### EXTRACTED RECORDS
################
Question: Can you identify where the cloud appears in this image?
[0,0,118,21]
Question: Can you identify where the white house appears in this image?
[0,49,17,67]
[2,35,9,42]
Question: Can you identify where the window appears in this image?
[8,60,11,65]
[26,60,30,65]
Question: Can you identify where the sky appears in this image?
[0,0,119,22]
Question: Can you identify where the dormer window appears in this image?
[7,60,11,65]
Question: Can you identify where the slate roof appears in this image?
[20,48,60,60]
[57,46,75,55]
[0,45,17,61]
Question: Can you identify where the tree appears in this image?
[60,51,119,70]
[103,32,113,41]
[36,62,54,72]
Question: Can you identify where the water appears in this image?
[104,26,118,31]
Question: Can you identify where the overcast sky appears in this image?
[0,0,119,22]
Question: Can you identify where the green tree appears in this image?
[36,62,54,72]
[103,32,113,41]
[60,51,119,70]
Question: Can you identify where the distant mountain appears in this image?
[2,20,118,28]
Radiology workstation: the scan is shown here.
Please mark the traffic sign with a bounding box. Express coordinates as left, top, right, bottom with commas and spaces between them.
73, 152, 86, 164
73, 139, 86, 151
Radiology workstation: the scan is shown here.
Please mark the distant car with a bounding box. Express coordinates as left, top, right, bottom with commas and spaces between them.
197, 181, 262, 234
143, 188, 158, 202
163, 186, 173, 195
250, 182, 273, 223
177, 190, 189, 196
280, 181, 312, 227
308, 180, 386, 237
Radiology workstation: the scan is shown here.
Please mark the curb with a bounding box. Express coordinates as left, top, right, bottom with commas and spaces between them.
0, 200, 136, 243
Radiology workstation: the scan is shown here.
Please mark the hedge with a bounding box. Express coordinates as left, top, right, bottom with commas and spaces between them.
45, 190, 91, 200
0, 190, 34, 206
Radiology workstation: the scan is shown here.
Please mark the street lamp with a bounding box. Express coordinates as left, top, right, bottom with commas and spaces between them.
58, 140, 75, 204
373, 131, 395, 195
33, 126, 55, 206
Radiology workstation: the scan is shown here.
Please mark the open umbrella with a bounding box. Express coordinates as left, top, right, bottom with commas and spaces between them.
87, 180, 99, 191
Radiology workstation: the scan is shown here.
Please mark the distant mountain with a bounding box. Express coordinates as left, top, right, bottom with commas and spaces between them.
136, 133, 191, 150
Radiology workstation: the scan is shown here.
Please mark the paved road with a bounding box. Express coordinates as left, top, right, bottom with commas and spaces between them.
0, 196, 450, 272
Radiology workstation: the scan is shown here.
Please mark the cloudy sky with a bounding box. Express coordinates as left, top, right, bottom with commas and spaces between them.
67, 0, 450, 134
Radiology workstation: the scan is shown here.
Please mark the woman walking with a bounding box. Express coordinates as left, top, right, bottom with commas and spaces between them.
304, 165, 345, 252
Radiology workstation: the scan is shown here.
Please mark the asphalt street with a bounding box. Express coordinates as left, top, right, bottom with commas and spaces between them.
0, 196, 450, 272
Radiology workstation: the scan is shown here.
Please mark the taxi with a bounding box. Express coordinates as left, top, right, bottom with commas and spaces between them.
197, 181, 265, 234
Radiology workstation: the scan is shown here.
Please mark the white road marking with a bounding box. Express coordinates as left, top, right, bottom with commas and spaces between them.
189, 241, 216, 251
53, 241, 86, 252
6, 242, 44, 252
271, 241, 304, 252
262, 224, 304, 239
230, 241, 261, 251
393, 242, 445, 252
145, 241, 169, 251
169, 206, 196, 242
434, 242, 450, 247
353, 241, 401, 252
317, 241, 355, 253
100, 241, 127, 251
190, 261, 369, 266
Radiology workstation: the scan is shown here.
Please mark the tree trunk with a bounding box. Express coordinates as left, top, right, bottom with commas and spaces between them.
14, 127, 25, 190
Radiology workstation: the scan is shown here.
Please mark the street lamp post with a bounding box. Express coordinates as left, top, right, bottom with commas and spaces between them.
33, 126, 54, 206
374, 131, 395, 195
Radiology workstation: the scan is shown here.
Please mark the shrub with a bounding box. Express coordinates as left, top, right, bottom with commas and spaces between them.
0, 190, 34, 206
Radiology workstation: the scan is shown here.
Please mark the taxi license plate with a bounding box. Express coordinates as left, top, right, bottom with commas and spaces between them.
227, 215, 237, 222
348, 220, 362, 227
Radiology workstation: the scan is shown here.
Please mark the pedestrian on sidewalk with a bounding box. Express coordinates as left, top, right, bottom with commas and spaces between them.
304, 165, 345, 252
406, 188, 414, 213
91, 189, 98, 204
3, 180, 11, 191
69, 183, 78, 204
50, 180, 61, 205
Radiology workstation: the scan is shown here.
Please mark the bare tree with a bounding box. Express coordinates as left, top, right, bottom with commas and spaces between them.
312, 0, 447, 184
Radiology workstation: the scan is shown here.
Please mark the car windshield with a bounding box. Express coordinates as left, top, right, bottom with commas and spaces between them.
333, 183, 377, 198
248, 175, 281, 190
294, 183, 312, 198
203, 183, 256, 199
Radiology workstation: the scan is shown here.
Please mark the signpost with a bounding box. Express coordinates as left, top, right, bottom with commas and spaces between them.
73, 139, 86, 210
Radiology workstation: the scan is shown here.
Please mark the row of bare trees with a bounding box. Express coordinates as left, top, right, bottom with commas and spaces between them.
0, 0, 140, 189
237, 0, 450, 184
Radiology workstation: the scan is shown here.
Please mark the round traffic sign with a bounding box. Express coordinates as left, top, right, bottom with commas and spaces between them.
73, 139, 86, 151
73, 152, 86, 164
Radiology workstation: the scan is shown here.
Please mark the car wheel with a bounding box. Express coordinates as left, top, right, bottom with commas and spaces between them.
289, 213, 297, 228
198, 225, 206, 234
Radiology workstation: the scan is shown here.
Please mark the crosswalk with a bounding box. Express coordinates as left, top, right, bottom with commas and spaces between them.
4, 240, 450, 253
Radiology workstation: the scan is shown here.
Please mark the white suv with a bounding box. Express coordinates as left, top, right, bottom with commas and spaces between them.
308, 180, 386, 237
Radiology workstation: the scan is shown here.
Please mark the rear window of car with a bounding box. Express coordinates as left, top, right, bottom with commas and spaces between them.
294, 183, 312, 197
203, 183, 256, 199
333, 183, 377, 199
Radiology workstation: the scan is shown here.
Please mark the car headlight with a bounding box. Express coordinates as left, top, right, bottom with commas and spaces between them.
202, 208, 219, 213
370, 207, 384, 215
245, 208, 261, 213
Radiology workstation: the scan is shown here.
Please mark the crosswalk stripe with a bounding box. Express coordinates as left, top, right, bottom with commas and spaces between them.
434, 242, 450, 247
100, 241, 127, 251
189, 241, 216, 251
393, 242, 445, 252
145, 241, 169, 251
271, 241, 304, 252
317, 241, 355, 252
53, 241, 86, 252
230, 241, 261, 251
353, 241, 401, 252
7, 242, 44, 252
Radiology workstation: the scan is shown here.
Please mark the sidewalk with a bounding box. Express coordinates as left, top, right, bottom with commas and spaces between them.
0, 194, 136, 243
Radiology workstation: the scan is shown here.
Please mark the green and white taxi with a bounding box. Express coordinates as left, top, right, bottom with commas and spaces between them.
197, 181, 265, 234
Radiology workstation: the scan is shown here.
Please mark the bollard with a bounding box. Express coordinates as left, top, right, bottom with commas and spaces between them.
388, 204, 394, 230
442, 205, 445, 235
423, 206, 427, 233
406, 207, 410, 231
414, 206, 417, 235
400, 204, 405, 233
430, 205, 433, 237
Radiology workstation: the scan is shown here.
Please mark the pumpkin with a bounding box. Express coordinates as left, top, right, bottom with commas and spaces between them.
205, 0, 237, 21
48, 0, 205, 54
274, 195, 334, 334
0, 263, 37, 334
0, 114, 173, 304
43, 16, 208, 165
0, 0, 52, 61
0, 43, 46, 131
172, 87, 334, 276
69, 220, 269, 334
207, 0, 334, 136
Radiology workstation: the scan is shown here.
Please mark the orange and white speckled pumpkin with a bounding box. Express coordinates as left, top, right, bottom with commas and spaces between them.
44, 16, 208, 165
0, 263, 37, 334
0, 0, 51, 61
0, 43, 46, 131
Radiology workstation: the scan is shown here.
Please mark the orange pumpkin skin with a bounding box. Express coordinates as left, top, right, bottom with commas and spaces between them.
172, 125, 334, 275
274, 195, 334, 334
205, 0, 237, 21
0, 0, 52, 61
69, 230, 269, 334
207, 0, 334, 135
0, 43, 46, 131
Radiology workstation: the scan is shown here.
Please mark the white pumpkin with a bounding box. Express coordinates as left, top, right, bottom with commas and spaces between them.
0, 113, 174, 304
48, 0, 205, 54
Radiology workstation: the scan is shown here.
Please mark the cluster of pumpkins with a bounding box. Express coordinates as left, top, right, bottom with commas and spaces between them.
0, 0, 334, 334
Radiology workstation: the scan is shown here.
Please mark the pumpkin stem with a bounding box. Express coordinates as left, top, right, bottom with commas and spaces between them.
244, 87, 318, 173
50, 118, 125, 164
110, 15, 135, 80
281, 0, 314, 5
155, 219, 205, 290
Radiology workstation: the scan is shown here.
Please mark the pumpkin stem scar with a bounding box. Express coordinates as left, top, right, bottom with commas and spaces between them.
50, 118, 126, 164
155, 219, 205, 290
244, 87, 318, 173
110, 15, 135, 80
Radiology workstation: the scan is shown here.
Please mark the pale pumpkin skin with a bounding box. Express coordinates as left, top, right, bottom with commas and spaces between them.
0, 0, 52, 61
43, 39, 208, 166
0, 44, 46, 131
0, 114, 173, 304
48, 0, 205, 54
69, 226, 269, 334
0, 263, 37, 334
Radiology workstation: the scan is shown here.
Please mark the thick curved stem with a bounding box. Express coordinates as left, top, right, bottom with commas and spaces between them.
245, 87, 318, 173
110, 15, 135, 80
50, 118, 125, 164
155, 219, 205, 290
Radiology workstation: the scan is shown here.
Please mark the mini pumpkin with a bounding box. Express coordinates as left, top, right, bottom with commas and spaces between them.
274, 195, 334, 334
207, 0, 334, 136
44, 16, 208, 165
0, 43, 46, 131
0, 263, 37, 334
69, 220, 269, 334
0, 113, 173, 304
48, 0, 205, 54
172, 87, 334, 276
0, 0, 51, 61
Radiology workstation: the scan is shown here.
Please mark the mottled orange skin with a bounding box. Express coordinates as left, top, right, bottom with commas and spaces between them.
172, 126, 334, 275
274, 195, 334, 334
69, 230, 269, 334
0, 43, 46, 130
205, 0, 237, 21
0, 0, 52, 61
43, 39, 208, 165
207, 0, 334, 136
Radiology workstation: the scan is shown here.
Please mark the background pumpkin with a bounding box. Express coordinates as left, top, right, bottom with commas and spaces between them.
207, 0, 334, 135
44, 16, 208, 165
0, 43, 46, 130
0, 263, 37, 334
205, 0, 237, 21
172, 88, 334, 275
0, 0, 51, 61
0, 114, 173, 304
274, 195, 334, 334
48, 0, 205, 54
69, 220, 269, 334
################
### TASK GOAL
State how many lines in the material above contain the word "mountain" and reply with only that number.

### RESPONSE FOR THIS EXERCISE
2